▶ _PROVIDED PASSAGE_
▶

This note was originally published at 8am on February 05, 2014 for Hedgeye subscribers.
“What we need is not the will to believe, but the wish to find out.”
I know. I’m going all #behavioral on you this year. When combined with #history and #math, it gives me an edge. And god knows, I’m not the smartest player in this league – so I need one!
The aforementioned quote comes from the introduction in the latest #behavioral book we’ve been discussing in the office, Counterclockwise, by Harvard Applied Psych professor, Ellen Langer.
Langer’s research is unique in that she was really one of the first women (1st woman to ever get tenure in Psychology @Harvard) to break the ice on a lot of topics that make us think about how we think. Her most popular book was Mindfulness in 1989. She wrote Counterclockwise in 2009 and it’s relevant to how you think about your risk management day.
Back to the Global Macro Grind…
Do you wish to find out why almost every major macro position that was working for you last year sucks for 2014 YTD? If I needed to believe that the Japanese-burning-currency thing was going to work, I could – but I’d be losing a lot of money on that.
Last night’s pathetic bounce in Japanese Equities (Nikkei +1.2% to -12.9% YTD) tells you all you need to know about Japanese consensus – all the locals (brokerage clients getting margin calls) were short Yen and long Mothers (as in the index Japanese dudes lever up on).
Most of Wall Street was in the same trade too. It was only 1 month ago today that the CFTC (futures and options) net short position in Japanese Yen hit all-time highs (-135,000 net short position in terms of contracts). This morning that net short position is -89,420 contracts.
Next to short Yen, what have been the other major consensus long/short positions in Global Macro options?
- LONG Oil – 3 month average = +363,977 net LONG contracts
- LONG SP500 (Index + E-mini) – 3 month average = +78,356 net LONG contracts
- SHORT US Treasuries – 3 month average = -115,078 net SHORT contracts
And how’s that going YTD?
- Brent Oil = DOWN -4.2% YTD (vs the CRB Commodities Index +2.5%)

◀

▶ _DATA EXTRACT_
▶

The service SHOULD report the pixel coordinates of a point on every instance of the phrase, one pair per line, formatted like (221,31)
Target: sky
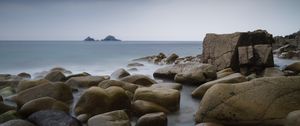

◀

▶ _DO THIS_
From the market note, list each position given with a 3-month average, along with its average. The material after the market note is separate from it.

▶ _EXERCISE SOLUTION_
- LONG Oil: +363,977 net LONG contracts
- LONG SP500 (Index + E-mini): +78,356 net LONG contracts
- SHORT US Treasuries: -115,078 net SHORT contracts